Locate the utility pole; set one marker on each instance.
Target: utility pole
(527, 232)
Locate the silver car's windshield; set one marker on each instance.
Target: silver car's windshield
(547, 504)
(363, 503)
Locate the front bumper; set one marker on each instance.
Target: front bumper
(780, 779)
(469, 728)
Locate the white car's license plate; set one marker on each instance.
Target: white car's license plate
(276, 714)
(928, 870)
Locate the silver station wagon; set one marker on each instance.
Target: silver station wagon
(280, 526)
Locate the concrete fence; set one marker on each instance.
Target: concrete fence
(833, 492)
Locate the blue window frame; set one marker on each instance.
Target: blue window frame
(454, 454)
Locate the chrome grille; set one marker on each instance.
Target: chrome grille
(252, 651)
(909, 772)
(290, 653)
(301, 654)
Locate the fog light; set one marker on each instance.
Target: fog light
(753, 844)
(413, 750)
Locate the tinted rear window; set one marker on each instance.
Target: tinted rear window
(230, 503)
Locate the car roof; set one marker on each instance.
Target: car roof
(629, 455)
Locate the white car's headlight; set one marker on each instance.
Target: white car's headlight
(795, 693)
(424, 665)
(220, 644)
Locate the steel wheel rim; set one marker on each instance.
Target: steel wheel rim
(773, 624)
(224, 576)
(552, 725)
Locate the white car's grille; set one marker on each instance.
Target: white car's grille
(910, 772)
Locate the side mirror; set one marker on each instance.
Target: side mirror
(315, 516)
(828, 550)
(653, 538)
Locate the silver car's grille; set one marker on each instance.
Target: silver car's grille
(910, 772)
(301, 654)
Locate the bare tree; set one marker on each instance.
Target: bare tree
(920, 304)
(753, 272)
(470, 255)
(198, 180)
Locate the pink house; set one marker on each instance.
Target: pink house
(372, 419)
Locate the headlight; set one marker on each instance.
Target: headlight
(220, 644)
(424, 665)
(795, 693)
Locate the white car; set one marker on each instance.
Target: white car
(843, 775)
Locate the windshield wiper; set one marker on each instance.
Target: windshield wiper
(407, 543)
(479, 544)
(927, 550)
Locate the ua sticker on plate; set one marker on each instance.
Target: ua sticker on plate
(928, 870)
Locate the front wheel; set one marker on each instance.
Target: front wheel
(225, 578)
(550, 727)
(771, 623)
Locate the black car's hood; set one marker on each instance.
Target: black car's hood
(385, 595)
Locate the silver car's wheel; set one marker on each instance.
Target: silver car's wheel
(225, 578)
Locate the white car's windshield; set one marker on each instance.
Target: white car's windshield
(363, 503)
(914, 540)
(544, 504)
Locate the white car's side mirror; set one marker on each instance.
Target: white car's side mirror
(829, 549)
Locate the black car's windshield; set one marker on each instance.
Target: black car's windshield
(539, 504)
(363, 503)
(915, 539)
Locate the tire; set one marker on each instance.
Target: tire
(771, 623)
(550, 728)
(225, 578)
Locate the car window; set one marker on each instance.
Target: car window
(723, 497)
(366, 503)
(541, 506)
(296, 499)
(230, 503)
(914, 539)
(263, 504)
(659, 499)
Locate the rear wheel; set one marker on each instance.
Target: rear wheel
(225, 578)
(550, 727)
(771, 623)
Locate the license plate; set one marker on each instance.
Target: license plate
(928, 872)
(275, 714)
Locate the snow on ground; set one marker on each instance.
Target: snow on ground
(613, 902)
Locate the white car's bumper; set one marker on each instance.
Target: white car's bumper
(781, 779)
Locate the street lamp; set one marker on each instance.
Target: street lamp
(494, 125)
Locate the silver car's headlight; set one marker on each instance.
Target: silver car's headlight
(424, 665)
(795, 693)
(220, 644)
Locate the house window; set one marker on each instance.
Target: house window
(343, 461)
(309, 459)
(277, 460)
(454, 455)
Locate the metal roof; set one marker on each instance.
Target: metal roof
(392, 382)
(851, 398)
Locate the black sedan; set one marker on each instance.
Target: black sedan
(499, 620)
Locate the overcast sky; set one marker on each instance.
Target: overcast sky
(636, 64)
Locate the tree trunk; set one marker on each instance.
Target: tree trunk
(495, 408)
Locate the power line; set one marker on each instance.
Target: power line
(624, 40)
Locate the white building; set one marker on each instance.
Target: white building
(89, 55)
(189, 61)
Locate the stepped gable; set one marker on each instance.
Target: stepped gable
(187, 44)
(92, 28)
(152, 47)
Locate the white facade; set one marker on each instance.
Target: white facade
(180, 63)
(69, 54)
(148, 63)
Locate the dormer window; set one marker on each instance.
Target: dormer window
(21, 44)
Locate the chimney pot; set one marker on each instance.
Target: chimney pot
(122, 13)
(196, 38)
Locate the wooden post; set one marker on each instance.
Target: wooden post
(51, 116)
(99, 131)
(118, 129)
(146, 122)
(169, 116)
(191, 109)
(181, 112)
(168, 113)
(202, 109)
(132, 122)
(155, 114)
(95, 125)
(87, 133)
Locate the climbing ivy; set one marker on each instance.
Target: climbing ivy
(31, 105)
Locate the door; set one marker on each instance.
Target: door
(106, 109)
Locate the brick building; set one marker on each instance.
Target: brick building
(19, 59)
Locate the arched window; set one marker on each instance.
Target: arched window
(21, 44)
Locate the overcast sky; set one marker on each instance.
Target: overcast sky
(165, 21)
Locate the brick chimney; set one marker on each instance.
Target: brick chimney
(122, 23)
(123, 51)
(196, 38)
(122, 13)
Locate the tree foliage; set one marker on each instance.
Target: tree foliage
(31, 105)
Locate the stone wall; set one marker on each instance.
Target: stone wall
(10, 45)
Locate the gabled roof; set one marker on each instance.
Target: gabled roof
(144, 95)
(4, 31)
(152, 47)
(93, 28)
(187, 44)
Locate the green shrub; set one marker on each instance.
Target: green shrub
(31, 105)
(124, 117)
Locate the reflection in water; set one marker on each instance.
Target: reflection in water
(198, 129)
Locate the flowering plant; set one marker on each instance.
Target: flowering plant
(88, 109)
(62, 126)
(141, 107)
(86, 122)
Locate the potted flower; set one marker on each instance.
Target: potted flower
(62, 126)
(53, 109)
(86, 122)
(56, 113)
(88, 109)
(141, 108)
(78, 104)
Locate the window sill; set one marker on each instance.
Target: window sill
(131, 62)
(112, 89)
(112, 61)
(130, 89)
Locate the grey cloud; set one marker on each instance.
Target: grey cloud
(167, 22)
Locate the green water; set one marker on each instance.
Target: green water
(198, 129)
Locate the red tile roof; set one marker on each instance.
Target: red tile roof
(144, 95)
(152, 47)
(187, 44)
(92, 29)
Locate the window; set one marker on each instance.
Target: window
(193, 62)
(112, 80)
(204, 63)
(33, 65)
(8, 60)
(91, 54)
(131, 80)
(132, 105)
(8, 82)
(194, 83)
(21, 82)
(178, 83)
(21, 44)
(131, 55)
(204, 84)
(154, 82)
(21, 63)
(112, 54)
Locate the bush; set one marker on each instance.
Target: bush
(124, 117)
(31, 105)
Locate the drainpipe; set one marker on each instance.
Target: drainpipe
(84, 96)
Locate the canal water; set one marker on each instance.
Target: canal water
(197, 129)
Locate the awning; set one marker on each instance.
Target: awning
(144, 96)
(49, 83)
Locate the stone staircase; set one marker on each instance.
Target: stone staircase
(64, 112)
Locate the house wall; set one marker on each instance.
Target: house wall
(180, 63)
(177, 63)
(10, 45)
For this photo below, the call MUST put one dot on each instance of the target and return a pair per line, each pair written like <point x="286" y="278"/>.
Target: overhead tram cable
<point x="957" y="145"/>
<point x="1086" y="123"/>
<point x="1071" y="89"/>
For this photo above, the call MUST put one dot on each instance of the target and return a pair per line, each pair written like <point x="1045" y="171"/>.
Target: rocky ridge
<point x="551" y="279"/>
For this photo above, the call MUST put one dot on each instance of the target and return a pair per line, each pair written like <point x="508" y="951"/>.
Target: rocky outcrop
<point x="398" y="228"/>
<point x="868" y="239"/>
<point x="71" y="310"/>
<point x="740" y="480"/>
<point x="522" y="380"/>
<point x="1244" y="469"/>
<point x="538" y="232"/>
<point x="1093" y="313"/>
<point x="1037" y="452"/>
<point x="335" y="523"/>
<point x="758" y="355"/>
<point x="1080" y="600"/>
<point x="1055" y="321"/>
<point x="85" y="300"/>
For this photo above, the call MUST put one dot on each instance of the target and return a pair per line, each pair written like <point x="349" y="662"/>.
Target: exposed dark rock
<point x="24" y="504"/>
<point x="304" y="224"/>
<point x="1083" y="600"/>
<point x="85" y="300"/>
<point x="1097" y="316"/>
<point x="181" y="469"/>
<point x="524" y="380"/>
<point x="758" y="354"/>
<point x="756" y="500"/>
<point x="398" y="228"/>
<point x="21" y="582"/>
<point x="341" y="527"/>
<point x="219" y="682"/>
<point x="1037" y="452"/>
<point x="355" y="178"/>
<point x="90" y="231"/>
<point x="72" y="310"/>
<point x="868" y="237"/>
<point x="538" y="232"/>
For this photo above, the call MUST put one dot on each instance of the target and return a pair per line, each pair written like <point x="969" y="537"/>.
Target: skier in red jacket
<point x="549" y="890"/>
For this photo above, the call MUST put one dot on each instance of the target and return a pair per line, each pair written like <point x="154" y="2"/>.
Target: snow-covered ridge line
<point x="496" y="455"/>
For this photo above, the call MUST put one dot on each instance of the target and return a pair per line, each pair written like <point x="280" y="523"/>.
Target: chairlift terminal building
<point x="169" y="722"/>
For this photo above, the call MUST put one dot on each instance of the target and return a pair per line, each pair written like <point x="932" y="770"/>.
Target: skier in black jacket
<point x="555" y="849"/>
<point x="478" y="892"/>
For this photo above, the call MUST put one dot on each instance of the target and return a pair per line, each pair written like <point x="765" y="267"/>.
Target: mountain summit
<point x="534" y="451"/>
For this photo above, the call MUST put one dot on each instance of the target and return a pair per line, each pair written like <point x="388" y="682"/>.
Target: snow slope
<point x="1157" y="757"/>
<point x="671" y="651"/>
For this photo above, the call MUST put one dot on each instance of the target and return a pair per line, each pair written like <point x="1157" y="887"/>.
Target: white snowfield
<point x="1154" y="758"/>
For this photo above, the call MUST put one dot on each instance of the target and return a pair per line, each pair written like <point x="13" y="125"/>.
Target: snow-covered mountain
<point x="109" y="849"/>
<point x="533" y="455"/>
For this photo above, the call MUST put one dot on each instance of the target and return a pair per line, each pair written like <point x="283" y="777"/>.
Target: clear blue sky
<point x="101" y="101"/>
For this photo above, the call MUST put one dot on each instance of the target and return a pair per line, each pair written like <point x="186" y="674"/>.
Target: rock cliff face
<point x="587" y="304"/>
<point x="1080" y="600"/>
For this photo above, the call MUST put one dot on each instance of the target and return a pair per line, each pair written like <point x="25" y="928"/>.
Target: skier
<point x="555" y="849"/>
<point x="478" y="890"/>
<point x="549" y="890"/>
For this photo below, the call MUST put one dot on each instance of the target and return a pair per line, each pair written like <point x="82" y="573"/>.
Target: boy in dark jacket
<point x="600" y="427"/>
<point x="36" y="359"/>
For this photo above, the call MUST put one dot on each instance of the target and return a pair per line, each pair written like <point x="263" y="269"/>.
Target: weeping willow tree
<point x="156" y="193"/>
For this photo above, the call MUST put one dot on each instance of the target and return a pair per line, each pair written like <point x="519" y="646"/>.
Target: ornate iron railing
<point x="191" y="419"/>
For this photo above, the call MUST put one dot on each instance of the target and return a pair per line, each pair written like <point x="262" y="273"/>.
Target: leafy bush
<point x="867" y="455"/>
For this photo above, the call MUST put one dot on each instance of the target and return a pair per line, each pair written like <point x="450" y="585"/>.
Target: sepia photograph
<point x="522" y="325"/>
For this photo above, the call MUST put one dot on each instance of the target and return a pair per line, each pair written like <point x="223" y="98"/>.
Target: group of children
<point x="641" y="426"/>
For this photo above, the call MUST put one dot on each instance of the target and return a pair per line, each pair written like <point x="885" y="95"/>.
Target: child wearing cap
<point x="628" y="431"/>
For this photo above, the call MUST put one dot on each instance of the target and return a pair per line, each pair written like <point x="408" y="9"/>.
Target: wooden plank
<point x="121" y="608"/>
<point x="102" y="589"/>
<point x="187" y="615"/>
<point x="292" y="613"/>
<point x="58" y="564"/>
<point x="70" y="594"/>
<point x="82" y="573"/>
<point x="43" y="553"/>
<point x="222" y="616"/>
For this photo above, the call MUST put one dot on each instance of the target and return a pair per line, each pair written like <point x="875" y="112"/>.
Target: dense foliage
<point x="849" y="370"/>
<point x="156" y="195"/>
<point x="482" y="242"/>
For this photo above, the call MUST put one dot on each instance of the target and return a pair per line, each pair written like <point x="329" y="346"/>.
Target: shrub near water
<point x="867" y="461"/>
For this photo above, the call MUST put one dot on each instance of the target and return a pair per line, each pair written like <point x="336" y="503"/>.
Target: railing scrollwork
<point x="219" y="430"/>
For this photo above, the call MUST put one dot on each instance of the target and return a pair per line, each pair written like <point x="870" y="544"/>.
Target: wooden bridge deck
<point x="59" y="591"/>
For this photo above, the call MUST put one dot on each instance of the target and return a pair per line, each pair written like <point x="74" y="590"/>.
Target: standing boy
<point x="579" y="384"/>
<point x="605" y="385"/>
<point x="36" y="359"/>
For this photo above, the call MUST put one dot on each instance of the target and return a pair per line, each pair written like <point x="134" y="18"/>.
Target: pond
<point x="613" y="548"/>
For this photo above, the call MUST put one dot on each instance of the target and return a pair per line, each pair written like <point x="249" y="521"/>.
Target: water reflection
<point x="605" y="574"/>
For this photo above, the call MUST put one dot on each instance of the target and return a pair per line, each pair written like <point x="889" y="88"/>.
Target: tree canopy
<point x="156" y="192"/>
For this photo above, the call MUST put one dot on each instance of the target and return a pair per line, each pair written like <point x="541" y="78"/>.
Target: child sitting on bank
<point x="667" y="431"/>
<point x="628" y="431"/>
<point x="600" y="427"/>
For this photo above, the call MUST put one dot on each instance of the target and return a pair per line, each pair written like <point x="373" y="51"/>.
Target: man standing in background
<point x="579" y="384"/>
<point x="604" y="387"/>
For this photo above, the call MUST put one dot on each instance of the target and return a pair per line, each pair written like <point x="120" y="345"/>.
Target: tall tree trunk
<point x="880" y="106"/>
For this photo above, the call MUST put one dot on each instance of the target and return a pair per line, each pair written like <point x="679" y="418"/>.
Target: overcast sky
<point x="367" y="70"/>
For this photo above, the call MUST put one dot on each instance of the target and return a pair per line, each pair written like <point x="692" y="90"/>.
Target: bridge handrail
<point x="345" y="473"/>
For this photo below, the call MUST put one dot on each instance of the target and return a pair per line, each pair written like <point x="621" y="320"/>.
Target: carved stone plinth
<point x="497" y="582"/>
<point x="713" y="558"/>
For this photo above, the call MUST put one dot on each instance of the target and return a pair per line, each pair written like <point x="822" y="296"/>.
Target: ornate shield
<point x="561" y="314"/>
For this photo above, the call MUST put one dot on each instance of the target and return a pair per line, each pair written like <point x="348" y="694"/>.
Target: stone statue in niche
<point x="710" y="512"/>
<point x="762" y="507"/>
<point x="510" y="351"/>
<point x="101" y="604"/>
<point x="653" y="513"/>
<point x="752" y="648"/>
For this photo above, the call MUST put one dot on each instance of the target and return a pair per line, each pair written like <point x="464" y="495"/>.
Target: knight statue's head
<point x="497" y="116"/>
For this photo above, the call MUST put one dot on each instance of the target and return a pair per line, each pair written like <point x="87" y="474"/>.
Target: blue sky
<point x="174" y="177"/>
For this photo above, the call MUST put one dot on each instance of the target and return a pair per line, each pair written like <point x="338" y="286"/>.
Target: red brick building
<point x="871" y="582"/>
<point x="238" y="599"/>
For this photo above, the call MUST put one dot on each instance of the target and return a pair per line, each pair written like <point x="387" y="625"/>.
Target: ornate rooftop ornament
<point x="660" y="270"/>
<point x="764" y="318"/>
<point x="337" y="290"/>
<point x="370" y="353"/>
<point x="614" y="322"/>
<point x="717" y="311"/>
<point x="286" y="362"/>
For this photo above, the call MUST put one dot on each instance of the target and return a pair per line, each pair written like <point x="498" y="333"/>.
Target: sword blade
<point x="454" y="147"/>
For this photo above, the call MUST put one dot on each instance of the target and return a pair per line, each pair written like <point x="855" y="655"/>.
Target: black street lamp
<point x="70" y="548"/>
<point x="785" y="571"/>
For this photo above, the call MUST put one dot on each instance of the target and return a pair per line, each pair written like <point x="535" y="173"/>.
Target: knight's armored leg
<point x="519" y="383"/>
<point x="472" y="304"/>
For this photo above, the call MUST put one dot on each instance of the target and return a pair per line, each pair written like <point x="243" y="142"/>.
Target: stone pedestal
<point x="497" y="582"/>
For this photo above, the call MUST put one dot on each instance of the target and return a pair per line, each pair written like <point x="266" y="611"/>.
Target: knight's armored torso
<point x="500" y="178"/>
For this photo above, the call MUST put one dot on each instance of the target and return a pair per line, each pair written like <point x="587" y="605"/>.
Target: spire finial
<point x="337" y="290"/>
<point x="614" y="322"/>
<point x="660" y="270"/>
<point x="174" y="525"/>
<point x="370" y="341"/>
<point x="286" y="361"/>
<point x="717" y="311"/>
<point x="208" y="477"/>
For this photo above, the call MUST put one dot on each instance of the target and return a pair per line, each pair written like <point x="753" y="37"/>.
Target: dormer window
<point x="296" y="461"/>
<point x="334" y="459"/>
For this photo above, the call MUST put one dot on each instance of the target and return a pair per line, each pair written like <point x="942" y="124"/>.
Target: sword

* _Your task_: Count the lines in the entries above that contain the string "rear", treating uppercase and lowercase as different, and reply with the number alone.

* _In response_: 4